Reading passage:

_ _ _ _ _

He couldn’t care less about war crimes investigations or sanctions. Especially given that the Chinese have just said they won’t impose financial sanctions on Russia, which I’m guessing will enable a great degree of evasion of them to occur.
Putin respects only force, so that has to be our narrative. We will intervene if you continue with this invasion is the only credible narrative now. As will become apparent in the coming days as Ukranian cities are blasted into rubble and illegal weapons like cluster bombs are deployed indiscrimanately against civilians.
Well said SofTD.
We hear a lot about Russia’s ‘security concerns’ and NATO. Much less about those countries on its borders that have been repeatedly and brutally subjugated by Russia. For 40-50 years under the banner of socialism which has given socialism a bad name in many people’s minds. They have known about the threat from the East for a long time and it was why they rushed to join NATO. Nobody forced them – they could not wait. Russia has been actively interfering and trying to undermine them for 20 years. People are sadly ignorant of what has been happening or choose to ignore it.
It does not help Labour to have anyone associated with them promoting ever more convoluted excuses for Putin’s Russia and its brutality.
IF the West intervenes militarily, and there is a direct conflict between Russia and NATO (as I think you are suggesting), then where will that end? IF Putin and his regime feels an existential threat (which I think they already do), what will be their response?
It is true that Putin has gotten himself into a pickle. He needs an ‘off ramp’ that salves his pride.
We pay diplomats to find such solutions – empathy is their core skill.
Putin still has 6,000 nukes to play with.
You think he’s bluffing?
I don’t.
Lots of mistakes have been made. Clearly.
But answering calls for support from the wronged party is surely correct as long as we are clear about what we will and will not do and do not raise false hopes…. and, by and large, we have been clear.
Ukrainians have chosen to resist and to suggest that they are only doing this because we have “egged them on” is wrong.
Clive, I think the West has definitely encouraged the situation where Ukraine looks towards the West, and wants, and expects to be able to join things like NATO and the EU. I think we all heard the Nuland call that was leaked back in 2014, (excerpt below taken from the BBC news site), which did show, at the very least an active meddling by the USA in the situation in Ukraine to try and mould it in their interests. This has been going on, whilst at the same time we’ve never really been prepared to defend Ukraine when push comes to shove. It’s never been one of our red lines.
But clearly, Ukraine remaining under the Kremlin’s control is a red-line for Putin. I’m not talking about the morality of the situation, more the strategic power politics behind it. Ukraine escaping the Kremlin’s control upsets the balance of power in that region, and whenever that happens the imperial powers tend to fight the change one way or another. We should not for a minute kid ourselves that the USA does not take similar action on neighbouring countries which attempt to exit their sphere of control, or to adopt a political direction which does not suit their agenda any more. You only have to look at central and south america to see how many socialist governments have been toppled by US backed coups, insurgencies etc to see this; it has been bloody and extensive. This is not whataboutery, more a realistic appraisal of the situation.

_ _ _ _ _

Tasks to complete:
A – Print the passage from the discussion about Russia and Ukraine from "We pay diplomats" to "been made. Clearly.".
B – Answer these questions using the discussion about Russia and Ukraine:
(i) How many nukes does the discussion say Putin still has?
(ii) Which skill is named as the core skill of diplomats?
(iii) In what year was the Nuland call leaked?
C – Resume the discussion about Russia and Ukraine after its last sentence.

Dataset:

_ _ _ _ _

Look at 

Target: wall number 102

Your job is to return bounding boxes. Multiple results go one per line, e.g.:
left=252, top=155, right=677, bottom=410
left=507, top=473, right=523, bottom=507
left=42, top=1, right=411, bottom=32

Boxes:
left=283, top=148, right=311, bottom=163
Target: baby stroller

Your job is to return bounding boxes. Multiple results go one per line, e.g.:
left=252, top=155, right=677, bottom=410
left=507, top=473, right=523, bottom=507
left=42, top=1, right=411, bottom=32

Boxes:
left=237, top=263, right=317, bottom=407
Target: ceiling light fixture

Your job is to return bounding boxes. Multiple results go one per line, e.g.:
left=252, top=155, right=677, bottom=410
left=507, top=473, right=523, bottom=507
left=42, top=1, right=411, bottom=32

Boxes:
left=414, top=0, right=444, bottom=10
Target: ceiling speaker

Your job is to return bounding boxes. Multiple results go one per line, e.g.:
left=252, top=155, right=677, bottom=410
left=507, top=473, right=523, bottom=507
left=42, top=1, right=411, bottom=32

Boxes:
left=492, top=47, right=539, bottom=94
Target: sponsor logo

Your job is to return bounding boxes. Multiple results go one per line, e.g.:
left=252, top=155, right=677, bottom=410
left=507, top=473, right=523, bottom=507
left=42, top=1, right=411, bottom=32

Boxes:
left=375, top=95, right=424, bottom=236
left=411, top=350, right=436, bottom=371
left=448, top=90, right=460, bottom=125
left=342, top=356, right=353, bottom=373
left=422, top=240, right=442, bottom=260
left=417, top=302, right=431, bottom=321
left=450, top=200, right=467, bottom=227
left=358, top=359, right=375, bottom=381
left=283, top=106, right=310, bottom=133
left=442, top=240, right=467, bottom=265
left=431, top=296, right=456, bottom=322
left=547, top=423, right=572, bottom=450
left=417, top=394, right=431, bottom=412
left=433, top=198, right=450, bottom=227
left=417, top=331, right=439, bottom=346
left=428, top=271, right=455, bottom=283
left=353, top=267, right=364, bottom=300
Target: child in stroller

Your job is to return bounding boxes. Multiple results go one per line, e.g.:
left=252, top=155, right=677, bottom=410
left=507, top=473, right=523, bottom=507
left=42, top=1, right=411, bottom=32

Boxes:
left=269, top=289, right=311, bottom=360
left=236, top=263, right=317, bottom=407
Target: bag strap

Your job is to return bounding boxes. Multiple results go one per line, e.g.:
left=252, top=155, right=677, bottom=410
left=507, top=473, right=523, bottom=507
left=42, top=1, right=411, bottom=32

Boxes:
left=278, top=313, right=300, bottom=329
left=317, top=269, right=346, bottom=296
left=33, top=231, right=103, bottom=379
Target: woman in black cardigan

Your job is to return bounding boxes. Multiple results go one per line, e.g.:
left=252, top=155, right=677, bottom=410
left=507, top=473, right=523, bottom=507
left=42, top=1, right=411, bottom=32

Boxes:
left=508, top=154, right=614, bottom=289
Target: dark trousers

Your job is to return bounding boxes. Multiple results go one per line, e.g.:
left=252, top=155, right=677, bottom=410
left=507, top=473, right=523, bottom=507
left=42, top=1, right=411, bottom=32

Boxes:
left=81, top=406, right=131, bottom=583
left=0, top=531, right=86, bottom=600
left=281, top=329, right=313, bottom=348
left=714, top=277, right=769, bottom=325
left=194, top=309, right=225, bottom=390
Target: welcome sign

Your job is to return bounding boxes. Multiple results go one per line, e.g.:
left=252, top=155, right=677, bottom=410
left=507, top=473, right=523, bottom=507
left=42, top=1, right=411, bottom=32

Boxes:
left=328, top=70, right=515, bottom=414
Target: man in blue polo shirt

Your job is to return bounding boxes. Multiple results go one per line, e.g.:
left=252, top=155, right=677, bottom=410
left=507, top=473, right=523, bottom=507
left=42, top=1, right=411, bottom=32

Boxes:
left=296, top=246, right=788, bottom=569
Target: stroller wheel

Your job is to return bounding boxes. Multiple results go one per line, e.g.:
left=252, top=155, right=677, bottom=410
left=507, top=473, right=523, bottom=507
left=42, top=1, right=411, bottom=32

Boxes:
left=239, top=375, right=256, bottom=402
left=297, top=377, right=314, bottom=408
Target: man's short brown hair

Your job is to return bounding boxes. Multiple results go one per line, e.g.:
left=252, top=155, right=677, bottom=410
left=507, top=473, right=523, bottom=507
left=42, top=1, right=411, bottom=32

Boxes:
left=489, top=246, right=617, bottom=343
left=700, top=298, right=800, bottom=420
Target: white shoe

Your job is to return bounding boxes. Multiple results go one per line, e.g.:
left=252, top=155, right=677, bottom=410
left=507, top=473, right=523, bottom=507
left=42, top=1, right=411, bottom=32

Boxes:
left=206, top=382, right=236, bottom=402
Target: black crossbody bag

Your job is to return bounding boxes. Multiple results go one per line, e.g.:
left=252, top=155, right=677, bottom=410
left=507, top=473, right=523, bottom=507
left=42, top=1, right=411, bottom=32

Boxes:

_ _ _ _ _

Results of the tasks:
A –
We pay diplomats to find such solutions – empathy is their core skill.
Putin still has 6,000 nukes to play with.
You think he’s bluffing?
I don’t.
Lots of mistakes have been made. Clearly.

B –
(i) 6,000
(ii) Empathy
(iii) 2014

C –
There is generally very little morality, or at least consistency in morality, in international relations and foreign policy. It’s power politics, realpolitik, and it’s dirty. Both the West and Putin can be labelled hypocrites in that sense. But of course, the point that Richard raises about narrative is a crucially important one to ponder here, as it seems to have crystallised and united international public sentiment in a way which transcends normal political divides – it is about the narrative and the historical context.
The Ukrainians have inspired and united the West (and far beyond) in a way that I did not see coming, at least in terms of the extent of unity. I thought that Putin’s manipulation and interference in the West, which brought us things like corrupt Russian-backed politicians, networks of oligarchs, corrupt media ownership, Brexit, Trump, weaponising of the anti vax movement etc, had done permanent damage. But suddenly, almost overnight, the mask has slipped. The Russian propaganda mouthpieces and apologists are exposed, clear as day. The politicians with ties to Russia are being highlighted. I can even see a feintly feasible route back into the EU for the UK arising from this, (if there’s not a nuclear war) whereas before I could not envisage it happening in the next 15-20 years, if at all.
European countries are suddenly uniting in a way that may have seen inconceiveable until a few days ago. Not just that but pretty much the entire world is united in their disgust at what is going on.
Why then is this uniting people so much? Partly how clearly unnecessary it is. Ukraine is not posing a threat to anybody except to Russia’s status and power. Would it be completely ridiculous to try and draw a comparison between the UK leaving the EU and the EU losing status and power, and Ukraine moving away from Russian control? I’m not for a minute comparing the EU with Putin’s Russia, just trying to find an example where a political divorce has an implication in terms of loss of power for the larger one. One, in democratic circustances, happened peacefully, albeit with some animosity and much regret. Though I suppose the UK leaving the EU was more in the sense of financial implications than the significant territorial/military advantage that Putin stands to lose from a Ukraine outside of his control.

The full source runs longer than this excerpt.